--- START ---

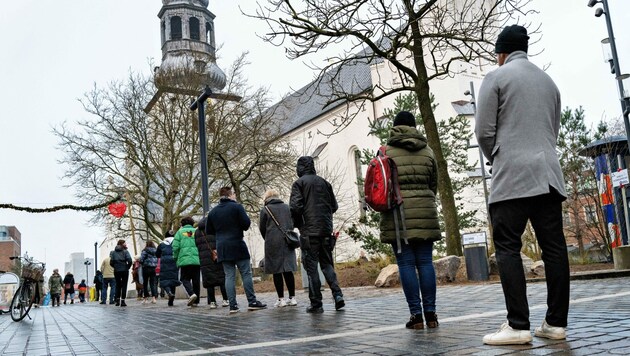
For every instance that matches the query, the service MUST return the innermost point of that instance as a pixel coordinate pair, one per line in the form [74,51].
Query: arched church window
[176,28]
[209,34]
[193,23]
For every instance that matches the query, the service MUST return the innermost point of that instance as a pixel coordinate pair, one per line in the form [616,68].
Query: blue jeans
[111,282]
[244,268]
[418,255]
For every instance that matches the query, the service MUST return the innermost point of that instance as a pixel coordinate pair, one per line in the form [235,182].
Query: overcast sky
[54,51]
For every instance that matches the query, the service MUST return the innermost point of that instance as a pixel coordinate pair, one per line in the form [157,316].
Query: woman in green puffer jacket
[417,177]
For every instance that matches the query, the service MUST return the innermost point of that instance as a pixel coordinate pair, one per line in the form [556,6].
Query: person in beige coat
[108,280]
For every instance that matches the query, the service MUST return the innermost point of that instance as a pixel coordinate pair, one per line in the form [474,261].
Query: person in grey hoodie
[149,263]
[517,127]
[120,259]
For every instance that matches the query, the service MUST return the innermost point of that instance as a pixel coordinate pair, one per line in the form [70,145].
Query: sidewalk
[371,324]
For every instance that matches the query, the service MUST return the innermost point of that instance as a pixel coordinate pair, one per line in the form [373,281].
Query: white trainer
[550,332]
[508,336]
[280,303]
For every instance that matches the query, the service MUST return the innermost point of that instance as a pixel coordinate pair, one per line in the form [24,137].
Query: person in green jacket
[187,256]
[417,177]
[55,285]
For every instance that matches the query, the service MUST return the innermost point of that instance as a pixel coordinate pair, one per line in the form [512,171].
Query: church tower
[188,47]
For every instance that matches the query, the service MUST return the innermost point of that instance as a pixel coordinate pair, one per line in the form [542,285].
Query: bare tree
[420,40]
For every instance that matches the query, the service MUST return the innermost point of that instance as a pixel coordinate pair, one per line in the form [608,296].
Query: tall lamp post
[610,55]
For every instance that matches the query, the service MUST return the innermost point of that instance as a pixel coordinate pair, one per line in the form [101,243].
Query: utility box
[476,255]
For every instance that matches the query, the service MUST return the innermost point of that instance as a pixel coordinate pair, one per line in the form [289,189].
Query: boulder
[388,276]
[446,268]
[538,268]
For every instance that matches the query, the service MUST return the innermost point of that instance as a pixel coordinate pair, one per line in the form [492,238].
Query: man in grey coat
[517,124]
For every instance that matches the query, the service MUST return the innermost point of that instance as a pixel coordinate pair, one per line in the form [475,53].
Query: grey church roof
[309,102]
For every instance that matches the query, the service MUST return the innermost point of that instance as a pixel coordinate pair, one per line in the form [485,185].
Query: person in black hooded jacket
[312,205]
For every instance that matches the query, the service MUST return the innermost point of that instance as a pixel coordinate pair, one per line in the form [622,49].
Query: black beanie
[405,118]
[512,38]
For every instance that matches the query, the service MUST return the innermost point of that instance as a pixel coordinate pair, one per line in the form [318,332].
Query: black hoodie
[312,201]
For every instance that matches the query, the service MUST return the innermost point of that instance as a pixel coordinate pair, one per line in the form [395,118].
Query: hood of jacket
[305,165]
[406,137]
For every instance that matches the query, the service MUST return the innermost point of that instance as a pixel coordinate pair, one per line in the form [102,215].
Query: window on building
[193,23]
[209,34]
[176,28]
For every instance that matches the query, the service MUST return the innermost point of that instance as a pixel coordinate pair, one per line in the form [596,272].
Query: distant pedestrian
[82,291]
[517,126]
[55,286]
[417,178]
[313,204]
[109,280]
[187,256]
[98,285]
[212,273]
[120,259]
[227,221]
[168,267]
[149,263]
[68,288]
[280,260]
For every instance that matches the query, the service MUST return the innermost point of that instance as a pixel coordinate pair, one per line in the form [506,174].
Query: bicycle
[32,272]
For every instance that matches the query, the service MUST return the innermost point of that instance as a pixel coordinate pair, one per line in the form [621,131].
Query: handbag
[291,237]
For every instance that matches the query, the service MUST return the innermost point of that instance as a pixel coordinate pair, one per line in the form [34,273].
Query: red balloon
[117,209]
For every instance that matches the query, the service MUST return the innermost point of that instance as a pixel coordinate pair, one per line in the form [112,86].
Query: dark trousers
[190,274]
[150,281]
[509,219]
[319,252]
[122,278]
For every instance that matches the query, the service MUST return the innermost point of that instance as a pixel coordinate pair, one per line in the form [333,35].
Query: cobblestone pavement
[371,324]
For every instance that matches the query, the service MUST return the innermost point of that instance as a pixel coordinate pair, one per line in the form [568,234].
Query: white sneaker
[508,336]
[191,300]
[281,303]
[550,332]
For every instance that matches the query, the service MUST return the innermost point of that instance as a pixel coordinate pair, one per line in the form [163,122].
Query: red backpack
[382,191]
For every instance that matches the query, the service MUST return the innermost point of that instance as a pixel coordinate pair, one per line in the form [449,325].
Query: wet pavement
[371,324]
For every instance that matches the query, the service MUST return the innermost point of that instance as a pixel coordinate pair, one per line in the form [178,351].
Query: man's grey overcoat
[517,124]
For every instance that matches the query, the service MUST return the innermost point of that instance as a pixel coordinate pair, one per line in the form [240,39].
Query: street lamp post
[199,105]
[610,55]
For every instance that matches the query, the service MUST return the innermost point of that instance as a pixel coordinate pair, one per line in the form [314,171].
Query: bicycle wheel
[22,302]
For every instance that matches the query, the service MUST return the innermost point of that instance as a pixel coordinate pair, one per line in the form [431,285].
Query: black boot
[415,322]
[431,318]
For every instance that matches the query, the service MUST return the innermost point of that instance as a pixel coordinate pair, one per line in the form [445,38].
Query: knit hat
[512,38]
[405,118]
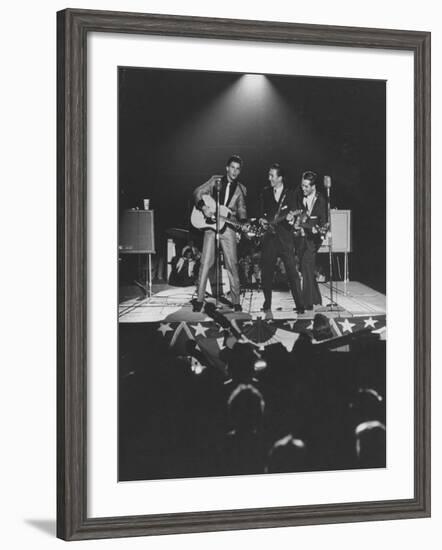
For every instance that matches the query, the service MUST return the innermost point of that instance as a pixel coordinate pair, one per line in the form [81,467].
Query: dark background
[177,128]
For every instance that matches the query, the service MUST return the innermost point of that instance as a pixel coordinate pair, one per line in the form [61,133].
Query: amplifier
[136,232]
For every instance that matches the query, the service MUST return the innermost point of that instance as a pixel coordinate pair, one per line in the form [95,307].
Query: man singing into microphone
[315,210]
[232,194]
[278,204]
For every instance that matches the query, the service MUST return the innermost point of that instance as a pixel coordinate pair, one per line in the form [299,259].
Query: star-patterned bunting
[370,322]
[347,326]
[164,328]
[200,330]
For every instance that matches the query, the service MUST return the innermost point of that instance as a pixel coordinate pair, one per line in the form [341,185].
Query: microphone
[327,184]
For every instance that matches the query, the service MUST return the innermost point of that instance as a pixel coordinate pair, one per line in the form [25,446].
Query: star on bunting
[347,326]
[199,329]
[370,323]
[165,327]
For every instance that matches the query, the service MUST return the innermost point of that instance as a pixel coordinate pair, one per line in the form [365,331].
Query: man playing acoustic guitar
[233,196]
[278,205]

--- END ---

• [EXERCISE GOAL] Write out the data again from the line with "the form [365,331]." to the end of the data, both ends included, shifting every coordinate in the answers up by 114 and leaving the requests and their sample forms as they are.

• [ANSWER]
For every instance that matches the query, the service MUST return the innermost point of that instance as a pixel coordinate pair, one per line in the form [365,331].
Query: man playing acoustic guitar
[347,310]
[392,319]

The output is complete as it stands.